+++ PASSAGE +++
So there are many more potential disk operations required of innodb than myisam. Generally innodb is preferably because it is vastly more reliable, and because it can handle concurrent read/writes to the same data -- MyISAM basically can't. MyISAM will in fact generally be FASTER for any single operation than InnoDB, because it simply does less.

aristus · on Dec 3, 2010

I think you're right. I'll try to come up with a simpler example and update the piece. Thanks!

aristus · on Dec 12, 2010

Corrected, though I'm not completely happy with it:

http://carlos.bueno.org/2010/11/full-stack.html

tom_b · on Dec 2, 2010

I started as a performance software person, from memory and cache conscious algorithm design in grad school, to network stack testing, to web server/db server/client-side performance testing and optimization. It is an excellent way to develop that feel for the big picture of how things are working. In enterprise software, there used to be a lot of low hanging fruit and it was fun to get "heroic" results with simple SQL tuning.

The flipside of that experience and mindset is that now, as I try to shift my way towards more functional and declarative programming styles is that I sometimes get sucked into the premature optimization black hole - I overthink rather than just doing some simple exploratory programming.

I keep telling myself I'm going to implement some fairly large project using nothing but lists and a Lisp to break it down.

ohyes · on Dec 2, 2010

I get around this by implementing the abstract version of my code first; I then implement the abstractions that I used in the abstract version of my code. So I'm not even worried about running code until I have a general idea of what I want it to be doing.

I obviously then rework stuff as I learn that my assumptions were totally wrong, but this way I've started from an incorrect conceptual model; rather than an incorrect full implementation. I think this makes it easier to manipulate.

edit: And I guess the point of that is that according to XKCD, I start at sociology, and work my way down the stack until I get to whatever language/libraries (hopefully not Math) I'm actually programming in. Like some sort of crazy fractal.

chipsy · on Dec 2, 2010

It's definitely a fine line between taking a "bottom-up performance" mindset and a "premature optimization" one. Way too often, I'll start approaching something with a fast-complex solution, spend some hours on it, run into major bugs, and then quickly turn around, do the simple thing instead and usually get it done in under half an hour.
+++
## DIRECTIVE 1
Reproduce the records below line for line, leaving the pictures out of your copy.
## DIRECTIVE 2
Carry on the forum discussion about performance and premature optimization, picking up right after its final sentence.
+++ EXCERPTED RECORDS +++
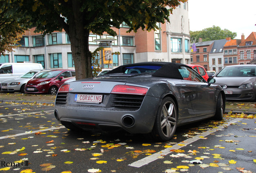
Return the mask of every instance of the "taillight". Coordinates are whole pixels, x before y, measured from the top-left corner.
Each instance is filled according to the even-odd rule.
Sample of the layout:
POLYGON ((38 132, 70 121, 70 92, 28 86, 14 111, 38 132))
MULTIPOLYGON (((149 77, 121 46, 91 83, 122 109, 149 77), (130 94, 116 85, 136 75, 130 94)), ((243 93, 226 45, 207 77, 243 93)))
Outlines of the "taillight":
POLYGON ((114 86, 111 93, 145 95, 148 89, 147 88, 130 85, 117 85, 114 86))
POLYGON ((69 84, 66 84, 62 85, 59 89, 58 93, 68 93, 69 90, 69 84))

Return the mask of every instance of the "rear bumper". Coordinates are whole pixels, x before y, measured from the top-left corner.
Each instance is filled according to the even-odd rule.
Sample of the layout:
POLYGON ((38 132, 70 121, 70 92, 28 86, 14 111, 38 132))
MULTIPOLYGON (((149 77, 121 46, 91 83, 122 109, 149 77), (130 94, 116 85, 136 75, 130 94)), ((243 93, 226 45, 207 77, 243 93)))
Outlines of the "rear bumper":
+++
## EXERCISE OUTPUT 1
Return the mask of every instance of the "taillight". Coordinates are whole pixels, x before y, measured from the top-left corner.
Each instance is filled according to the even-odd rule.
Sample of the layout:
POLYGON ((38 132, 70 121, 70 92, 28 86, 14 111, 38 132))
MULTIPOLYGON (((149 77, 121 46, 91 83, 122 109, 149 77), (130 94, 116 85, 136 75, 130 94)), ((243 93, 226 45, 207 77, 243 93)))
Outlines of the "taillight":
POLYGON ((114 86, 111 93, 145 95, 148 89, 147 88, 130 85, 117 85, 114 86))
POLYGON ((69 84, 66 84, 62 85, 59 89, 58 93, 68 93, 69 90, 69 84))

Return the mask of every instance of the "rear bumper". Coordinates are whole pixels, x before y, measured from the top-left corner.
Each instance is filled according to the even-odd rule.
Sample of the layout:
POLYGON ((38 132, 70 121, 70 92, 28 86, 14 111, 38 132))
MULTIPOLYGON (((149 77, 121 46, 91 83, 122 109, 149 77), (130 94, 116 85, 136 75, 130 94)), ((243 93, 226 45, 207 77, 243 93)))
Outlines of the "rear bumper":

## EXERCISE OUTPUT 2
I have the feeling that I can only really overcome this by knowing the domain well enough that I don't feel the urge to take on such big problems anymore. It seems like there's a vast middle ground of knowledge where you know enough to not be naive, but you don't know enough to understand what you're getting into with the harder solution.

tedunangst · on Dec 2, 2010

I don't think I agree with the conclusion that performance will "depend almost completely on the random seek time." You can store the entire 10TB library on 5 2TB spinning drives. 5 drives can easily serve up 500mbps (that's only 60MB/s, one drive territory). So, on to seeking.

2000 streams, 5 drives, that's 400 per disk. Let's say we have the world's worst disks, that can only do 10 seeks per second. 400 / 10 means we have to buffer 40 seconds of data per stream (per seek) and we have to read it in 0.1 seconds before moving to the next stream. 300kbps * 40s / 8 = 1500K of data. 1.5M / 60MB/s disk transfer takes 0.025 seconds, well under 0.1.

I guess that's alluded to by "non standard prefetching", but I don't think it's that advanced. Especially since in a streaming video application, the client software is already going to be doing buffering for you. The bottleneck is bandwidth.

Check my math please? :)

aristus · on Dec 2, 2010

This sounds reasonable. AFAIK the default readahead on Linux is 128KB, so you'll probably need to test and tune quite a bit to get it right. I had a paragraph roughly along those lines in an early draft, but decided it was too much detail. "Concurrent reads" is probably more accurate than plain "seek time".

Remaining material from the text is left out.